──────── Documento

Pretender que la liturgia religiosa se convierta en un espectáculo divertido
implica destruir por completo la misma razón de ser de la liturgia o, como
mínimo, convertirla en algo completamente inocuo, intrascendente y banal. A la
iglesia la gente no va a divertirse. Va a reflexionar, a meditar, a ponerse en
contacto con lo trascendente. Eventualmente incluso a aprender algo. Si es por
pasar el rato de una forma agradable, la sociedad actual ofrece diez mil otras
formas de hacerlo con menor esfuerzo, con menor compromiso y probablemente
hasta con mayor amenidad mundana.
Lo que el ser humano
actual necesita no es que venga alguien que le diga que todas las debilidades
humanas, todas esas pequeñas miserias que todos tenemos, son algo
intrascendente que en realidad no importan demasiado. Mucho menos necesita que
le digan que en realidad son valores relativos, inherentes a la naturaleza del
Hombre y disponibles a una libre elección preferencial, a los cuales hay que
aprender a tolerar y con los cuales hay que aprender a convivir. Lo que el
confundido y desconcertado ser humano del Siglo XXI necesita es una orientación
concreta, firme y unívoca. Necesita respuestas claras y comprensibles a las
complejas preguntas que plantea un mundo notoriamente confuso que pretende
darle mayor vigencia a las opiniones que a los valores y pone el mayor de los
énfasis en la relativización a ultranza de cualquier cosa que pueda llegar a
ser siquiera parecida a un valor trascendente.
Joseph Ratzinger ha
anunciado su renuncia.
En todos los medios
que han aparecido estos últimos días la gran pregunta que todos se hacen es
¿por qué lo habrá hecho? ¿Qué significará exactamente esa "falta de
fuerzas"? ¿Será la inevitable falta de fuerzas biológicas en un hombre de
86 años o la falta de fuerzas estratégicas y tácticas de un Papa incomprendido?
La salud de las
personas que pertenecen a la generación que soportó la Segunda Guerra
Mundial y toda la ordalía de la postguerra no suele ser la mejor, especialmente
a esa edad. Eso es cierto. Pero aun considerando ese factor y el antecedente de
la penosa imagen de Juan Pablo II en sus últimos días, un Papa debería tener a
su lado suficiente cantidad de personas de confianza en cuyas manos debería
poder depositar los trámites más desgastantes y la rutina de todos los días.

────────────────
──────── Sección de datos

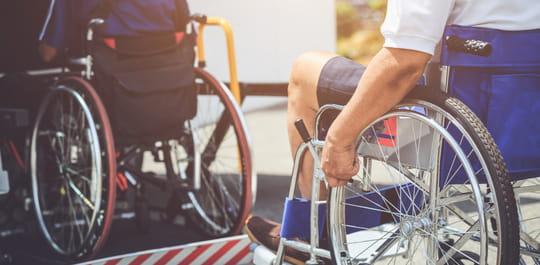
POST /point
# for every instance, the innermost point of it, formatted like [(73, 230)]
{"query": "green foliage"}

────────────────

Problema propuesto 1:
Contesta estas preguntas sobre el texto acerca de la liturgia y la renuncia de Ratzinger:
(a) ¿A qué va la gente a la iglesia?
(b) ¿Qué edad tiene el hombre cuya posible falta de fuerzas biológicas se menciona?
(c) ¿Qué tipo de orientación necesita el ser humano del Siglo XXI?
Problema propuesto 2: Traduce al inglés esta oración del texto sobre la liturgia y la renuncia de Ratzinger: "A la iglesia la gente no va a divertirse."
Responde basándote únicamente en el texto.

Resultado final 1:
(a) A reflexionar, a meditar, a ponerse en contacto con lo trascendente y, eventualmente, a aprender algo.
(b) 86 años.
(c) Una orientación concreta, firme y unívoca.

Resultado final 2: People do not go to church to have fun.